SELECTED EXTRACT:
++++++++

# Knife Newbie Questions...



## rje58 (Dec 27, 2013)

I've been a flashaholic for quite a while, but just recently getting interested in knives, so please go easy on me.

For years I carried and used cheap generic knives. They'd fall apart or break down after a year or two and I'd go spend another $3 or $5 or whatever. My first knife that I spent more than $5 or $6 on is a Gerber Paraframe 1 that I bought about two years ago. It is head and shoulders better than the little cheapos I'd been using, but I know they aren't very highly regarded among knife afficionados. Still, it served the purpose for me for the past few years and has held up well.

So recently I've gotten more interested in knives and started reading up on them some and trying to learn about them. I decided to try a Boker Magnum.  Here are the specs: Overall length: 8 1/4" - Blade length: 3 3/8" - Weight: 6.8 oz. - Blade material: 440 -Handle material: Stainless steel / G-10. They go for about $15 or so. MSRP $23. My thinking was: this should be an upgrade to my Gerber Paraframe 1, and bigger as well. I wanted a bigger knife, as the Gerber Paraframe was the biggest pocket knife I owned.

Checking the Boker out after purchase, it comes reasonably sharp out of the box, but not as sharp as I expected it might. The reason for this post though is the side-to-side play in the blade. It has noticeably more side-to-side wiggle in the blade than the Gerber. This surprised me. So I pull out an old generic $3 pocketknife and check it, thinking, well AT LEAST the Boker will beat this old thing. SURPRISE! The freaking $3 knife has virtually NO side-to-side movement of the blade?!? It's got a cheap black plastic handle, for craps sake - looks practically like a toy. It's a chisel grind, it's so cheap. Yes, the Gerber has more side-to-side play than does the cheapo throwaway knife, too.

What am I missing here? I know the Boker Magnum is still a "budget knife", but I thought it would be on par with the Paraframe and head and shoulders above a $3 beater!

++++++++

Bounding-box rows
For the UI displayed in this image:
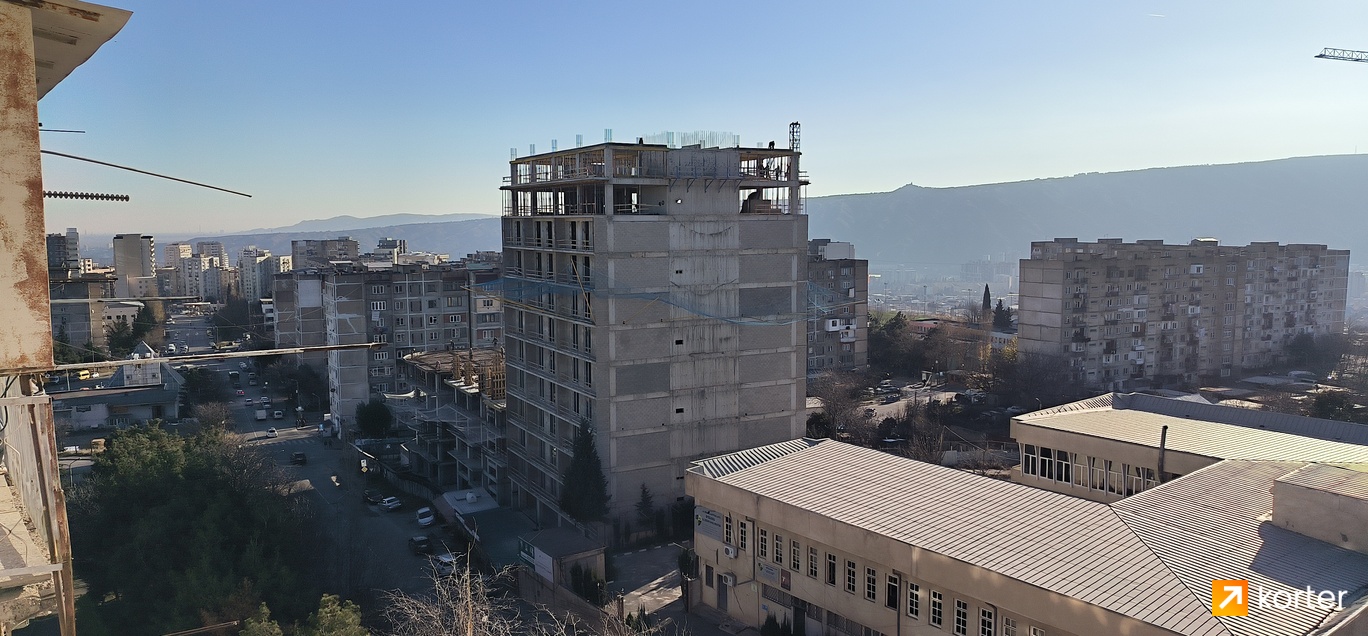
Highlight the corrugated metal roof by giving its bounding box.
[1278,464,1368,499]
[1112,461,1368,636]
[1018,393,1368,445]
[1021,407,1368,464]
[694,439,1230,636]
[691,438,822,479]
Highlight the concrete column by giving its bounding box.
[0,3,52,371]
[603,145,613,216]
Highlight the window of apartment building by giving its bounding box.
[955,599,969,636]
[978,607,995,636]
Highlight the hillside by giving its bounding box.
[807,155,1368,265]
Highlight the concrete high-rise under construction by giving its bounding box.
[502,134,807,525]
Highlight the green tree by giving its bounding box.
[636,483,655,529]
[104,320,138,360]
[561,421,609,522]
[67,427,321,633]
[993,298,1012,331]
[302,594,371,636]
[356,399,394,438]
[238,603,285,636]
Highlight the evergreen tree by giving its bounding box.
[356,399,394,438]
[636,483,655,528]
[993,298,1012,330]
[560,421,609,522]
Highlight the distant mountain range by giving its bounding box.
[807,155,1368,267]
[72,155,1368,268]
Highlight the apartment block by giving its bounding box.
[290,237,361,269]
[685,437,1368,636]
[502,141,807,525]
[399,349,509,495]
[274,263,502,429]
[1018,238,1349,390]
[807,238,869,377]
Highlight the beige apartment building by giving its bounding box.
[1018,238,1349,390]
[502,140,807,525]
[685,439,1368,636]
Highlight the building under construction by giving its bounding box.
[501,131,808,525]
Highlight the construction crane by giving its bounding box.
[1316,49,1368,62]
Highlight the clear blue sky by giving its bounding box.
[40,0,1368,234]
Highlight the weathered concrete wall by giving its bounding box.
[0,3,52,371]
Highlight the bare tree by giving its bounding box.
[384,568,665,636]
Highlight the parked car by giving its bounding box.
[409,535,432,554]
[432,553,458,576]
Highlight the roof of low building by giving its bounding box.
[691,439,1368,636]
[1015,394,1368,462]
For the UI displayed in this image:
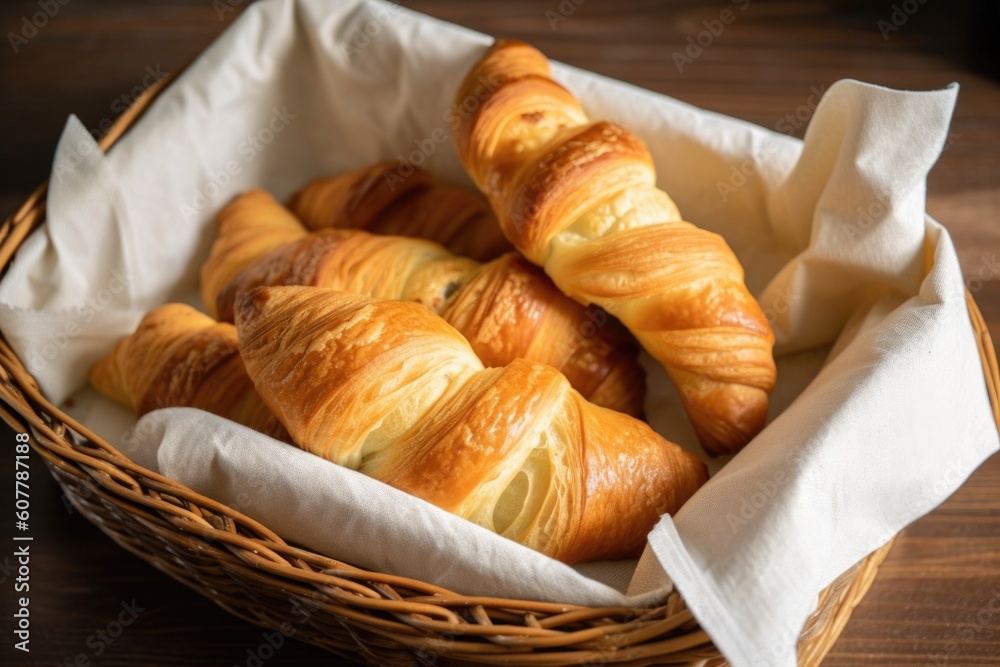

++++++++

WRITTEN REQUEST 1: In the knife post, what blade material is listed for the Boker Magnum?
WRITTEN REQUEST 2: Using the knife post, decide whether each statement agrees with it, answering yes or no and quoting the words that settle it: (a) The Gerber Paraframe 1 was bought about two years ago. (b) The $3 knife has a cheap black plastic handle. (c) The Boker Magnum came out of the box sharper than expected.
WRITTEN REQUEST 3: Retype the part of the knife post that opens with the words containing "# Knife Newbie" and closes with "easy on me.".
The rows have nothing to do with the knife post.

COMPLETE RESPONSE 1: 440

COMPLETE RESPONSE 2:
(a) Yes: "a Gerber Paraframe 1 that I bought about two years ago"
(b) Yes: "It's got a cheap black plastic handle"
(c) No: "not as sharp as I expected it might"

COMPLETE RESPONSE 3:
# Knife Newbie Questions...



## rje58 (Dec 27, 2013)

I've been a flashaholic for quite a while, but just recently getting interested in knives, so please go easy on me.